• _QUOTED TEXT_:

Installing Qtile

Distro Guides

Below are the preferred installation methods for specific distros. If you are running something else, please see Installing From Source.

Installing From Source

First, you need to install all of Qtile’s dependencies (although some are optional/not needed depending on your Python version, as noted below).

We aim to always support the last three versions of CPython, the reference Python interpreter. We usually support the latest stable version of PyPy as well. You can check the versions and interpreters we currently run our test suite against in our tox configuration file.

There are not many differences between versions aside from Python features you may or may not be able to use in your config. PyPy should be faster at runtime than any corresponding CPython version under most circumstances, especially for bits of Python code that are run many times. CPython should start up faster than PyPy and has better compatibility for external libraries.

xcffib

Qtile uses xcffib as an XCB binding, which has its own instructions for building from source. However, if you’d like to skip building it, you can install its dependencies, you will need libxcb and libffi with the associated headers (libxcb-render0-dev and libffi-dev on Ubuntu), and install it via PyPI:

pip install xcffib

cairocffi

Qtile uses cairocffi with XCB support via xcffib. You’ll need libcairo2, the underlying library used by the binding. You should be sure before you install cairocffi that xcffib has been installed, otherwise the needed cairo-xcb bindings will not be built. Once you’ve got the dependencies installed, you can use the latest version on PyPI:

pip install --no-cache-dir cairocffi

pangocairo

You’ll also need libpangocairo, which on Ubuntu can be installed via sudo apt-get install libpangocairo-1.0-0. Qtile uses this to provide text rendering (and binds directly to it via cffi with a small in-tree binding).

[Source records]
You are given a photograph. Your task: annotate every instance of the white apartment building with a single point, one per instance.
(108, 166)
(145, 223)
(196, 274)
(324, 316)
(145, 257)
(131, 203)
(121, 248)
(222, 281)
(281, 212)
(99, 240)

• _TASKS TO PERFORM_:
1. According to the Qtile installation text, how many CPython versions does the project aim to support at any time?
2. Turn the paragraph of the Qtile installation text that begins "Qtile uses cairocffi with XCB support" into a short bulleted list that keeps its main facts.
3. Write the next part of the Qtile installation text, picking up after its last sentence.

• _ANSWERS TO THE TASKS_:
1. The last three versions of CPython.

2.
- Qtile uses cairocffi, with XCB support provided through xcffib.
- It needs libcairo2, the underlying library used by the binding.
- Install xcffib before cairocffi; otherwise the needed cairo-xcb bindings won't be built.
- Once the dependencies are in place, install the latest cairocffi from PyPI with `pip install --no-cache-dir cairocffi`.

3.
dbus-next

Qtile uses dbus-next to interact with dbus. Qtile will run without this package but certain functionality will be lost (e.g. notifications).

You can install dbus-next from PyPi:

pip install dbus-next

Qtile

With the dependencies in place, you can now install qtile:

git clone git://github.com/qtile/qtile.git
cd qtile
pip install .

Stable versions of Qtile can be installed from PyPI:

pip install qtile

As long as the necessary libraries are in place, this can be done at any point, however, it is recommended that you first install xcffib to ensure the cairo-xcb bindings are built (see above).

Wayland

Qtile can also be run as a Wayland compositor rather than an X11 window manager. This does not require an X server or xcffib to be installed. Instead Qtile uses pywlroots, a Python binding around the wlroots library, both of which must be installed with the latest release. Be aware that some distributions package outdated versions of wlroots. pywlroots can be installed using pip install as above.

Qtile can then be run either from a TTY, or within an existing X11 or Wayland session where it will run inside a nested window:

qtile start -b wayland

If you want your config file to work with different backends but want some options set differently per backend, something like this may be useful:

from libqtile import qtile

if qtile.core.name == "x11":
    term = "urxvt"
elif qtile.core.name == "wayland":
    term = "foot"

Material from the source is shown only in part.